§ EXERCISE AIM
When you have gone through the entries below, state how many lines include the word "soil" and write nothing else.

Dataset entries
=== Section Start ===

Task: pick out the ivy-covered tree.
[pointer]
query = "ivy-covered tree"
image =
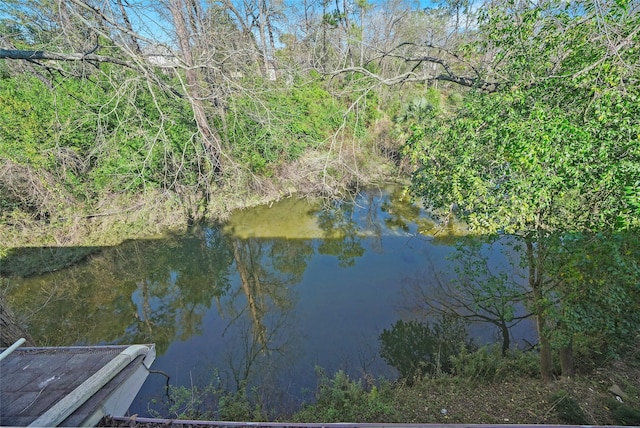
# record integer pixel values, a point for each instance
(551, 149)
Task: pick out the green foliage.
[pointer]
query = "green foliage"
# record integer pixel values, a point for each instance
(624, 414)
(342, 399)
(488, 364)
(599, 294)
(415, 348)
(568, 408)
(91, 137)
(265, 130)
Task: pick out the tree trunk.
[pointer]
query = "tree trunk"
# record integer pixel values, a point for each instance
(506, 340)
(535, 283)
(546, 362)
(566, 361)
(10, 330)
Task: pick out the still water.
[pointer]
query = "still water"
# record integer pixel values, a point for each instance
(262, 300)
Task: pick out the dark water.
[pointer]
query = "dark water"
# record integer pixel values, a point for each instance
(262, 300)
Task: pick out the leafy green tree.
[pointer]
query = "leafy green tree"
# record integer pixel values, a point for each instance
(417, 348)
(552, 149)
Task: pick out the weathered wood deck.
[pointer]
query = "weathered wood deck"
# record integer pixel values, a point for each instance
(71, 386)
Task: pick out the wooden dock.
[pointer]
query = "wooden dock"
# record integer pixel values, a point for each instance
(70, 386)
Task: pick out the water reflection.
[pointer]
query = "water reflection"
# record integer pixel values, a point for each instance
(260, 301)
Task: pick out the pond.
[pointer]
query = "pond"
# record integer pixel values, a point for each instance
(263, 300)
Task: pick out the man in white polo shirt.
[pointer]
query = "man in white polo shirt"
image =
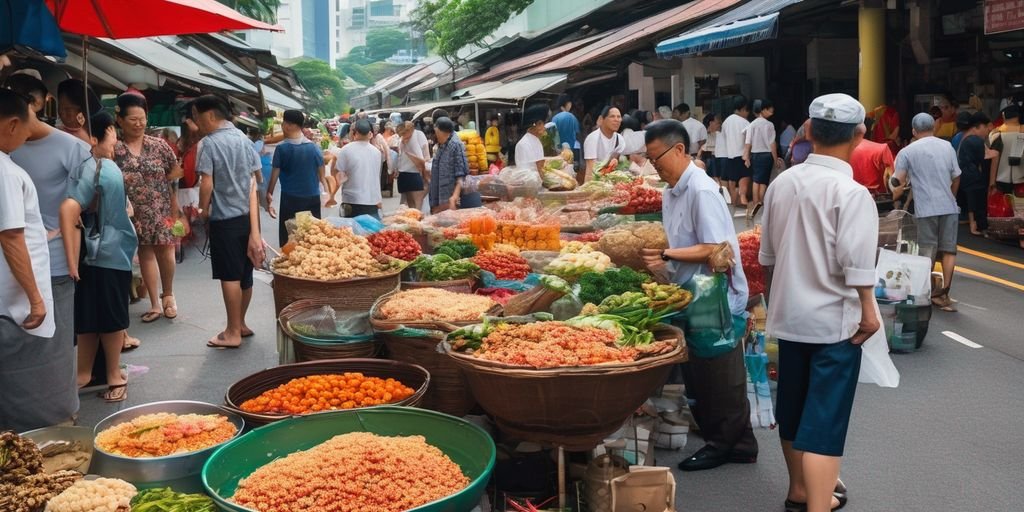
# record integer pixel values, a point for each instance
(819, 254)
(733, 139)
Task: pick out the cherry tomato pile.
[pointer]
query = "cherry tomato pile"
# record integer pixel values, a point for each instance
(395, 244)
(645, 200)
(504, 265)
(750, 246)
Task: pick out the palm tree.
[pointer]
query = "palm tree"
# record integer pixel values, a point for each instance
(264, 10)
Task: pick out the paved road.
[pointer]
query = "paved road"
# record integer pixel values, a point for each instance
(947, 439)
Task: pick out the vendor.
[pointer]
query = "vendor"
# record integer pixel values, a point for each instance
(696, 221)
(529, 150)
(605, 141)
(449, 168)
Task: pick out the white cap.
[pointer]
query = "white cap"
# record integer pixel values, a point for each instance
(837, 108)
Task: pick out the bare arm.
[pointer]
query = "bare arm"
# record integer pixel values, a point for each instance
(15, 251)
(71, 213)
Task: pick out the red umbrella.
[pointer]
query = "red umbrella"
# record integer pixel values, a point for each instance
(135, 18)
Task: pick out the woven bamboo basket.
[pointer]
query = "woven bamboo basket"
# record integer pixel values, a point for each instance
(380, 324)
(411, 375)
(458, 286)
(359, 293)
(573, 408)
(306, 350)
(449, 390)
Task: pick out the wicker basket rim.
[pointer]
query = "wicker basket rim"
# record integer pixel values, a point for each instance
(335, 282)
(676, 355)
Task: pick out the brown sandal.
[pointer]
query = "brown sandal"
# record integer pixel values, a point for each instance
(115, 393)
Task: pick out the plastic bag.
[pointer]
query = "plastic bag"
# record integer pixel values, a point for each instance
(325, 325)
(1000, 205)
(710, 327)
(488, 280)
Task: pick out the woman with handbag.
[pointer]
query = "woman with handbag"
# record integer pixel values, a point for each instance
(99, 257)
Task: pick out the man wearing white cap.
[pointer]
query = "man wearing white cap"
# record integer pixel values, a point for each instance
(819, 255)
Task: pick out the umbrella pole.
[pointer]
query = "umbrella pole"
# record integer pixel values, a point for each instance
(85, 83)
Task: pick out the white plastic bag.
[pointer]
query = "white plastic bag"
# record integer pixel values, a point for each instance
(876, 365)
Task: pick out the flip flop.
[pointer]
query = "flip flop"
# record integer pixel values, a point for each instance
(130, 344)
(115, 393)
(219, 346)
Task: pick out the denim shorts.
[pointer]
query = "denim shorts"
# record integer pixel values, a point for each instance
(816, 386)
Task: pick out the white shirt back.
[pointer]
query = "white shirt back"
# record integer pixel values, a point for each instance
(761, 135)
(19, 210)
(360, 162)
(820, 232)
(599, 147)
(732, 137)
(528, 151)
(696, 131)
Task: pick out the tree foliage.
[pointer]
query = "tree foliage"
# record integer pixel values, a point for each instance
(452, 25)
(326, 86)
(382, 43)
(264, 10)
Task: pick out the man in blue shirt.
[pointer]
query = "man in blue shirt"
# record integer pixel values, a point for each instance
(567, 126)
(696, 221)
(299, 164)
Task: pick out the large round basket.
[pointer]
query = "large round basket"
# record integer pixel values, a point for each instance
(467, 444)
(308, 349)
(574, 408)
(381, 324)
(449, 390)
(411, 375)
(359, 293)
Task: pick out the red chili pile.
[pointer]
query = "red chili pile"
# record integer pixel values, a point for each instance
(750, 246)
(395, 244)
(504, 265)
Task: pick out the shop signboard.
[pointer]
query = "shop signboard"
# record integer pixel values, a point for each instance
(1004, 15)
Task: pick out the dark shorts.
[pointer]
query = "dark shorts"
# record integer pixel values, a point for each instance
(229, 251)
(761, 166)
(938, 233)
(101, 299)
(735, 170)
(816, 386)
(351, 210)
(410, 181)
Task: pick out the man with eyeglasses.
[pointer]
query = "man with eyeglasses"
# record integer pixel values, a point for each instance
(696, 221)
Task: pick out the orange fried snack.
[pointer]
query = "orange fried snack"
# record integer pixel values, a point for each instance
(328, 392)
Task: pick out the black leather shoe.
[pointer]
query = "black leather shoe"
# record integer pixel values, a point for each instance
(706, 458)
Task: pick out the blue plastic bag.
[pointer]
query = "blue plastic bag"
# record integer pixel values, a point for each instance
(488, 280)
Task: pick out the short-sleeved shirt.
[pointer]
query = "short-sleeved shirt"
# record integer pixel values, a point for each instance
(971, 157)
(568, 128)
(448, 166)
(599, 147)
(528, 151)
(732, 137)
(227, 156)
(932, 165)
(417, 145)
(695, 213)
(820, 232)
(300, 162)
(761, 135)
(118, 242)
(696, 131)
(19, 210)
(49, 162)
(360, 162)
(869, 161)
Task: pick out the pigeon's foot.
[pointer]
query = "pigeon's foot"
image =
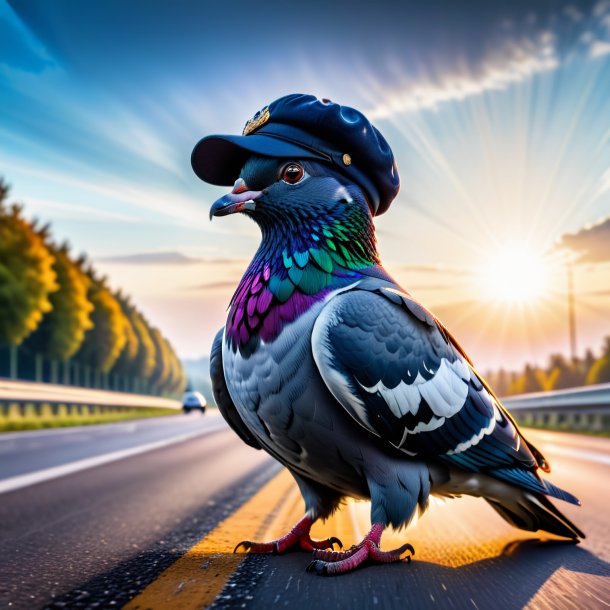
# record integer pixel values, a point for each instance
(298, 536)
(328, 563)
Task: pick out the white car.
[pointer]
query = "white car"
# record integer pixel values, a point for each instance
(193, 401)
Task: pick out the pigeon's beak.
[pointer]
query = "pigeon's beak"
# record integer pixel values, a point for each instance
(238, 200)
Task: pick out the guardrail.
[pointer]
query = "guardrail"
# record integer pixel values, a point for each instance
(584, 408)
(23, 394)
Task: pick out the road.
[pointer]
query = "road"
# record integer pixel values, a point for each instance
(38, 392)
(158, 526)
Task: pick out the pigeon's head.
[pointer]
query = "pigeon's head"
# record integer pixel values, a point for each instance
(297, 155)
(291, 194)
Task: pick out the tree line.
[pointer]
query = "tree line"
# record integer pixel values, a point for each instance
(560, 373)
(61, 321)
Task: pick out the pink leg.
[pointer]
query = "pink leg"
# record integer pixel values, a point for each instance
(297, 536)
(335, 562)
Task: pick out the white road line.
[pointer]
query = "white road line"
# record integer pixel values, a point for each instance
(25, 480)
(590, 456)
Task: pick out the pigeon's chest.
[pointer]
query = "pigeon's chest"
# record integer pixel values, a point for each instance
(277, 379)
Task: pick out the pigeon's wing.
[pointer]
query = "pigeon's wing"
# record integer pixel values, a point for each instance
(223, 398)
(398, 373)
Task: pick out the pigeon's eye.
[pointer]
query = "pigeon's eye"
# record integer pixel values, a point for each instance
(293, 173)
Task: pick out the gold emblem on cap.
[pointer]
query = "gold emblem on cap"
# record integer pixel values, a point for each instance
(258, 120)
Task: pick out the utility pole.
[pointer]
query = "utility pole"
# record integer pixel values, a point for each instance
(571, 311)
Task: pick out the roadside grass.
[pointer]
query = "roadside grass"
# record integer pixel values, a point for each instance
(30, 420)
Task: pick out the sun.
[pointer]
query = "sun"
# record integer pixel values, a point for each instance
(515, 274)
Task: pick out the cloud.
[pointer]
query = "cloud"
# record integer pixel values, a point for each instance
(19, 48)
(215, 285)
(591, 243)
(511, 51)
(434, 269)
(152, 258)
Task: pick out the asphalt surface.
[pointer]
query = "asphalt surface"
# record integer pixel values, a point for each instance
(95, 538)
(27, 452)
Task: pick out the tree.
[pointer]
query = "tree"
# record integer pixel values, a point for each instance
(564, 374)
(105, 341)
(162, 371)
(27, 278)
(600, 371)
(124, 364)
(62, 330)
(146, 358)
(529, 381)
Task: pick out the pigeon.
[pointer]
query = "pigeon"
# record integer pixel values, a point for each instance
(330, 366)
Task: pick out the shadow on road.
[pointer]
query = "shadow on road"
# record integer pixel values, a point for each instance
(526, 569)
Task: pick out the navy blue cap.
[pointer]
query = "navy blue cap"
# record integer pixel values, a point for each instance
(303, 127)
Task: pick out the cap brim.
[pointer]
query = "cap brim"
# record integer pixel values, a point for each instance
(219, 159)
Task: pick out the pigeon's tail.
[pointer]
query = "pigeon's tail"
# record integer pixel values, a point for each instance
(527, 508)
(533, 511)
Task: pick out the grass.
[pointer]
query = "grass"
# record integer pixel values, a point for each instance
(32, 421)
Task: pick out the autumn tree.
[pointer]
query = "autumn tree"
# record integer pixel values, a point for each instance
(600, 371)
(62, 330)
(27, 278)
(104, 342)
(529, 381)
(563, 373)
(125, 363)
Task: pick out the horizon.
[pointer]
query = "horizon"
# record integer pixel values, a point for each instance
(500, 128)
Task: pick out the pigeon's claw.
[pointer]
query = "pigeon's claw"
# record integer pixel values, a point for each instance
(328, 563)
(298, 537)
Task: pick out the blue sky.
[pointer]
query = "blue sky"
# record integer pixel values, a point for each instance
(498, 114)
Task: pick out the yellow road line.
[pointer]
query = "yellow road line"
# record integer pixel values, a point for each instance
(199, 575)
(454, 534)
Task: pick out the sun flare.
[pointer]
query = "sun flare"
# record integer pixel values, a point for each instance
(516, 274)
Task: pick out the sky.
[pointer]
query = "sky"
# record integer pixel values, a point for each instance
(498, 114)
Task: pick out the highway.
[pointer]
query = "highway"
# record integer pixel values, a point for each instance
(150, 512)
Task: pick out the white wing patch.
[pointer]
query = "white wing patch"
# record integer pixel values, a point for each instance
(476, 438)
(445, 393)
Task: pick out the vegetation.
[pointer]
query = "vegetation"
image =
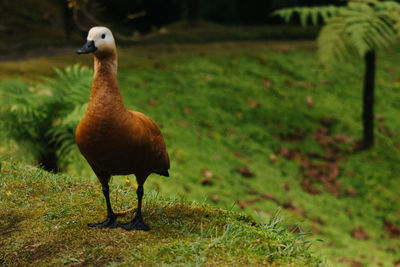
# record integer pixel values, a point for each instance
(254, 127)
(362, 27)
(43, 120)
(38, 229)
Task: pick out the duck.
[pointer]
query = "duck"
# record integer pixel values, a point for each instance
(113, 139)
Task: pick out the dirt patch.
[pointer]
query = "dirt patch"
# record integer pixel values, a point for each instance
(9, 222)
(317, 168)
(391, 228)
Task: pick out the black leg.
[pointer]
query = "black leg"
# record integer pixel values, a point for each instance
(137, 223)
(111, 220)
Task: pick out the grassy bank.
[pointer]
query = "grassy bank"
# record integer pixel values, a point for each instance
(256, 126)
(44, 216)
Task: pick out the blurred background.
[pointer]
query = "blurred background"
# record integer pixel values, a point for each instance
(287, 105)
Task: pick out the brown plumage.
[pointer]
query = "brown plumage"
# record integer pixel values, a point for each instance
(114, 140)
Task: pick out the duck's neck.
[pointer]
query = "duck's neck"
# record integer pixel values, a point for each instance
(105, 91)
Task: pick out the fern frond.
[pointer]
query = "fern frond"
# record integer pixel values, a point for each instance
(307, 14)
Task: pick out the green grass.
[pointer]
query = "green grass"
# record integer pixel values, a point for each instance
(222, 106)
(43, 222)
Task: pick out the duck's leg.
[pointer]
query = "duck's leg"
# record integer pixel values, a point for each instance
(111, 220)
(137, 223)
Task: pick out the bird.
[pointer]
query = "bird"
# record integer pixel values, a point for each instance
(113, 139)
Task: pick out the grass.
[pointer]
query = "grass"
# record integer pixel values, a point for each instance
(38, 229)
(224, 106)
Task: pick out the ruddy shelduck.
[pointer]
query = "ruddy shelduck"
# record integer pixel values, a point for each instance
(114, 140)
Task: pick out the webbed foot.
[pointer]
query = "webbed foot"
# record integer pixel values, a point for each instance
(136, 224)
(110, 222)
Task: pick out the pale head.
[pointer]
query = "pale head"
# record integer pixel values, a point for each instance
(100, 41)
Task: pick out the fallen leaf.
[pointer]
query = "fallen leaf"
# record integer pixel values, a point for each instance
(245, 172)
(286, 187)
(289, 205)
(243, 204)
(255, 200)
(359, 233)
(317, 220)
(237, 154)
(309, 101)
(252, 103)
(390, 249)
(154, 102)
(351, 174)
(187, 111)
(379, 117)
(215, 198)
(251, 191)
(382, 128)
(207, 173)
(305, 84)
(290, 83)
(273, 158)
(326, 121)
(391, 228)
(316, 229)
(323, 82)
(284, 152)
(205, 181)
(269, 196)
(267, 83)
(352, 262)
(351, 192)
(182, 123)
(307, 186)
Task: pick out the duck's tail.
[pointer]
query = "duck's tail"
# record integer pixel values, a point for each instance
(163, 173)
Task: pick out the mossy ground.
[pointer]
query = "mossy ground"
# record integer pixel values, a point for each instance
(43, 221)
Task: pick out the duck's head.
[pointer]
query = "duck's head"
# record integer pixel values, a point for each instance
(100, 41)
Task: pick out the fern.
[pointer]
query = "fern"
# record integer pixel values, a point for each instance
(358, 27)
(43, 119)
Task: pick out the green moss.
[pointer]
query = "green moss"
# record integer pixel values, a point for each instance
(44, 216)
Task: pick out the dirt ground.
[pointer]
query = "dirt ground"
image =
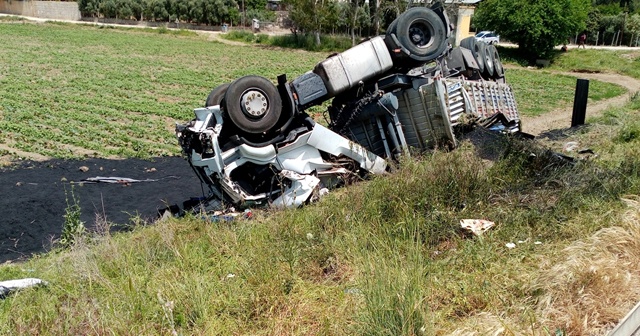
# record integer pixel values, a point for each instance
(33, 197)
(33, 205)
(561, 119)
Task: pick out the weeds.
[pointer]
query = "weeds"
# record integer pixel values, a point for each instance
(73, 227)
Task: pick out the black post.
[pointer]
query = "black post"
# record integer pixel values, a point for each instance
(580, 102)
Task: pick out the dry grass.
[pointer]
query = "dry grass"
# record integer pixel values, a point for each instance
(595, 283)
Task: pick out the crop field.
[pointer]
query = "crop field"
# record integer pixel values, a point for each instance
(73, 91)
(81, 91)
(385, 256)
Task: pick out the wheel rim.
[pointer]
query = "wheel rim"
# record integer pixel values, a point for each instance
(420, 34)
(489, 63)
(254, 103)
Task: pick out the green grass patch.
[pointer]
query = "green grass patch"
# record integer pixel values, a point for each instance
(117, 92)
(328, 43)
(384, 257)
(626, 62)
(539, 91)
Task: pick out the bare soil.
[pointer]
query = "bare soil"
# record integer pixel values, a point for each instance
(34, 195)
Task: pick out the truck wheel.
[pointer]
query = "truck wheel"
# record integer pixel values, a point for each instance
(473, 45)
(489, 69)
(216, 95)
(393, 26)
(422, 33)
(498, 69)
(253, 104)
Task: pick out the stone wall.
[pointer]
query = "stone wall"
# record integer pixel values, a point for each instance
(55, 10)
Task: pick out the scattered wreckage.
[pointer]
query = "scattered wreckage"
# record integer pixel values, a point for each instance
(253, 144)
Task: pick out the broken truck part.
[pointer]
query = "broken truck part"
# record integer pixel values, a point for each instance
(253, 143)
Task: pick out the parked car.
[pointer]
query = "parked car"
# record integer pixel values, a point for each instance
(488, 37)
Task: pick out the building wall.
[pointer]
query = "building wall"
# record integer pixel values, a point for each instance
(56, 10)
(463, 24)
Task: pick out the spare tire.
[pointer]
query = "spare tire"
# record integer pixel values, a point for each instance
(473, 45)
(498, 69)
(253, 104)
(422, 33)
(392, 27)
(216, 95)
(489, 69)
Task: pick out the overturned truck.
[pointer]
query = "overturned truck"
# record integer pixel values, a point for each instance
(253, 144)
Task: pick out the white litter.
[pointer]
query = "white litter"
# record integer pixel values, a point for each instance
(9, 286)
(476, 226)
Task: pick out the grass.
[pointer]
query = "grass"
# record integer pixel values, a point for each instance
(299, 41)
(540, 92)
(382, 257)
(623, 62)
(84, 91)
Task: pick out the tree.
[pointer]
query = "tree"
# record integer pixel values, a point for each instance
(536, 26)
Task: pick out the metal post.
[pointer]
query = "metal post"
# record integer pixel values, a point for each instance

=== Section End ===

§ YOUR RESPONSE
2